▶ Page extract:
Abbe Guasco, a friend of mine, will come to you as soon as he knows of
your arrival at Paris; he is well received in the best companies there,
and will introduce you to them. He will be desirous to do you any
service he can; he is active and curious, and can give you information
upon most things. He is a sort of 'complaisant' of the President
Montesquieu, to whom you have a letter.

I imagine that this letter will not wait for you very long at Paris,
where I reckon you will be in about a fortnight. Adieu.




LETTER CXXV

LONDON, December 24, 1750

DEAR FRIEND: At length you are become a Parisian, and consequently must
be addressed in French; you will also answer me in the same language,
that I may be able to judge of the degree in which you possess the
elegance, the delicacy, and the orthography of that language which is,
in a manner, become the universal one of Europe. I am assured that you
speak it well, but in that well there are gradations. He, who in the
provinces might be reckoned to speak correctly, would at Paris be looked
upon as an ancient Gaul. In that country of mode, even language is
subservient to fashion, which varies almost as often as their clothes.

The AFFECTED, the REFINED, the NEOLOGICAL, OR NEW FASHIONABLE STYLE are
at present too much in vogue at Paris. Know, observe, and occasionally
converse (if you please) according to those different styles; but do not
let your taste be infected by them. Wit, too, is there subservient to
fashion; and actually, at Paris, one must have wit, even in despite of
Minerva. Everybody runs after it; although if it does not come naturally
and of itself; it never can be overtaken. But, unfortunately for those
who pursue, they seize upon what they take for wit, and endeavor to pass
it for such upon others. This is, at best, the lot of Ixion, who
embraced a cloud instead of the goddess he pursued. Fine sentiments,
which never existed, false and unnatural thoughts, obscure and far-sought
expressions, not only unintelligible, but which it is even impossible to
decipher, or to guess at, are all the consequences of this error; and
two-thirds of the new French books which now appear are made up of those
ingredients. It is the new cookery of Parnassus, in which the still is
employed instead of the pot and the spit, and where quintessences and
extracts ate chiefly used. N. B. The Attic salt is proscribed.

You will now and then be obliged to eat of this new cookery, but do not
suffer your taste to be corrupted by it. And when you, in your turn, are
desirous of treating others, take the good old cookery of Lewis XIV.'s
reign for your rule. There were at that time admirable head cooks, such
as Corneille, Boileau, Racine, and La Fontaine. Whatever they prepared
was simple, wholesome, and solid. But laying aside all metaphors, do not
suffer yourself to be dazzled by false brilliancy, by unnatural
expressions, nor by those antitheses so much in fashion: as a protection
against such innovations, have a recourse to your own good sense, and to
the ancient authors. On the other hand, do not laugh at those who give
into such errors; you are as yet too young to act the critic, or to stand
forth a severe avenger of the violated rights of good sense. Content
yourself with not being perverted, but do not think of converting others;
let them quietly enjoy their errors in taste, as well as in religion.

▶ Task to carry out: Please edit the letter's passage that begins with the words containing "LETTER CXXV" and ends with "as their clothes.", changing "language" to "tongue". The items after this point are separate material, unrelated to the letter.

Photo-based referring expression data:
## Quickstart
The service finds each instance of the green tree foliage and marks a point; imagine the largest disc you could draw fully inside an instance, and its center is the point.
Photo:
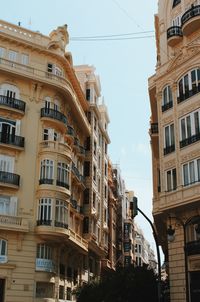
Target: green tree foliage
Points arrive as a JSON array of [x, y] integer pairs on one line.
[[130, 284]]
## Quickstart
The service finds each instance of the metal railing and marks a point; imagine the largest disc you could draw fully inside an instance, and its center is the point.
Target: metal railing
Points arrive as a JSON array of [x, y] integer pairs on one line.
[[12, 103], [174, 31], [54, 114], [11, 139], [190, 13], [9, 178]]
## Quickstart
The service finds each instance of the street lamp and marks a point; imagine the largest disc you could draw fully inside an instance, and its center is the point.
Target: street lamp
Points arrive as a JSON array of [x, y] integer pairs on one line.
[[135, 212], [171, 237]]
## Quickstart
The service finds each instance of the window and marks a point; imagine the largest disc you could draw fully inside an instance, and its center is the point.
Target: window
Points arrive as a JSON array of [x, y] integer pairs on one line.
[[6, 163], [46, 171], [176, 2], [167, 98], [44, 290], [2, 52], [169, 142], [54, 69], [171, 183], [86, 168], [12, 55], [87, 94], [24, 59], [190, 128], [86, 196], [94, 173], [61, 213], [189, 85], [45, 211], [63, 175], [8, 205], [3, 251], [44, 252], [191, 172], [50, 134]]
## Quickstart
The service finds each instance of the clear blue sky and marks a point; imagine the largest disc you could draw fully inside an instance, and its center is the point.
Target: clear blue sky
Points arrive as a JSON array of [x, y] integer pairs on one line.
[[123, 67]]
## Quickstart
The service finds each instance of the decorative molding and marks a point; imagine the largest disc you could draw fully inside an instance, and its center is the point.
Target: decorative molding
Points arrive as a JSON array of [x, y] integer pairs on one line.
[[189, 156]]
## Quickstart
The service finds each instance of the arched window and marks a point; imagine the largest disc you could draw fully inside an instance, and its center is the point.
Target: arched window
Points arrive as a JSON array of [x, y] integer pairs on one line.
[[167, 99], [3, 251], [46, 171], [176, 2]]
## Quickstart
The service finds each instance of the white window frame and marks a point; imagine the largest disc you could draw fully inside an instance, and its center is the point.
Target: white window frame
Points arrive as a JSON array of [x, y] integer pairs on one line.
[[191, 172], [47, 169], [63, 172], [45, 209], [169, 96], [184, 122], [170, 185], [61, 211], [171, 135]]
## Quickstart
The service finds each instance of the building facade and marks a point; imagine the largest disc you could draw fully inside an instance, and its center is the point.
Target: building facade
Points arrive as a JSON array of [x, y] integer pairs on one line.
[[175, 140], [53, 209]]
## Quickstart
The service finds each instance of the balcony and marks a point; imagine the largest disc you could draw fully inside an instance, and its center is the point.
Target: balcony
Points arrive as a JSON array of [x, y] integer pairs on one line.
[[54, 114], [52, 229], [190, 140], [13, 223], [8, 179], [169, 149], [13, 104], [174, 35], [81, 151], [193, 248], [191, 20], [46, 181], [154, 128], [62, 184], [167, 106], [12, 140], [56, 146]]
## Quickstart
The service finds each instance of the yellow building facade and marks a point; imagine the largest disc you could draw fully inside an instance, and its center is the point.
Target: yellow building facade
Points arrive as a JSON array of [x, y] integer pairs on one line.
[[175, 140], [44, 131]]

▶ Written reply:
LETTER CXXV

LONDON, December 24, 1750

DEAR FRIEND: At length you are become a Parisian, and consequently must
be addressed in French; you will also answer me in the same tongue,
that I may be able to judge of the degree in which you possess the
elegance, the delicacy, and the orthography of that tongue which is,
in a manner, become the universal one of Europe. I am assured that you
speak it well, but in that well there are gradations. He, who in the
provinces might be reckoned to speak correctly, would at Paris be looked
upon as an ancient Gaul. In that country of mode, even tongue is
subservient to fashion, which varies almost as often as their clothes.